Muito além dos cangurus
Por Mariella Lazaretti
Fotos Georges Schnyder
Quando o convite para um tour gastronômico chegou do governo da Austrália, a proposta era ampla e vagamente angustiante: tínhamos de escolher o roteiro, que poderia ser por todo o território, em quanto tempo fosse necessário. Um mês depois ainda passávamos horas olhando mapas. Decidimos, enfim, ater-nos a três dos seis estados, precisamente nas cidades de Sydney, Melbourne e Adelaide – e até hoje me pergunto o que poderíamos ter conhecido na capital dos outros três – Brisbane, Perth e Darwin. Enfim, a vida é feita de escolhas.
O que você vai ler a seguir é o giro de dez dias de um casal pela Austrália, comendo em ótimos restaurantes, bebendo excelentes vinhos e visitando um dos países mais surpreendentes e bonitos do planeta. Vivemos ainda uma grande ocasião: o último jantar pop up do Noma, o restaurante de René Redzepi, que fechava sua temporada de seis meses de funcionamento itinerante, em Sydney.

■ AMOSTRAS DOS REGISTROS ■
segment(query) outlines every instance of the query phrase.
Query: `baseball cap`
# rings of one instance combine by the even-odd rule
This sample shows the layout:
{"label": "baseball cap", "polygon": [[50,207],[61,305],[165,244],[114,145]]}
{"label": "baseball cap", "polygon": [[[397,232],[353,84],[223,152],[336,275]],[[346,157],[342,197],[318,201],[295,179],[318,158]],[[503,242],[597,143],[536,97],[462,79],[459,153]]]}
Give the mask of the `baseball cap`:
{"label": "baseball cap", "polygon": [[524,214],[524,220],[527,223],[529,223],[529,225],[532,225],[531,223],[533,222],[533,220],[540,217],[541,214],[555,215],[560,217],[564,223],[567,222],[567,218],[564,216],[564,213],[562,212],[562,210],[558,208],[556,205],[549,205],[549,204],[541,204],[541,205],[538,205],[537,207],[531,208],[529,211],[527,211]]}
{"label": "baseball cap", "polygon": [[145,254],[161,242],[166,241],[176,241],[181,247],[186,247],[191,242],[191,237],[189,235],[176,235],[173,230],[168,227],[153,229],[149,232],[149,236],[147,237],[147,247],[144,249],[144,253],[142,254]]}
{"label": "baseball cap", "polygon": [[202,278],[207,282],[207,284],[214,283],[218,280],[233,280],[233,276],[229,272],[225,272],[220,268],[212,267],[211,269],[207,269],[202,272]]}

■ ENUNCIADO DA TAREFA ■
Edite o artigo sobre a viagem gastronômica à Austrália: transcreva tudo o que vai de "O que você vai" até "itinerante, em Sydney.", trocando "ótimos restaurantes" por "restaurantes renomados".

■ RESOLUÇÃO DO EXERCÍCIO ■
O que você vai ler a seguir é o giro de dez dias de um casal pela Austrália, comendo em restaurantes renomados, bebendo excelentes vinhos e visitando um dos países mais surpreendentes e bonitos do planeta. Vivemos ainda uma grande ocasião: o último jantar pop up do Noma, o restaurante de René Redzepi, que fechava sua temporada de seis meses de funcionamento itinerante, em Sydney.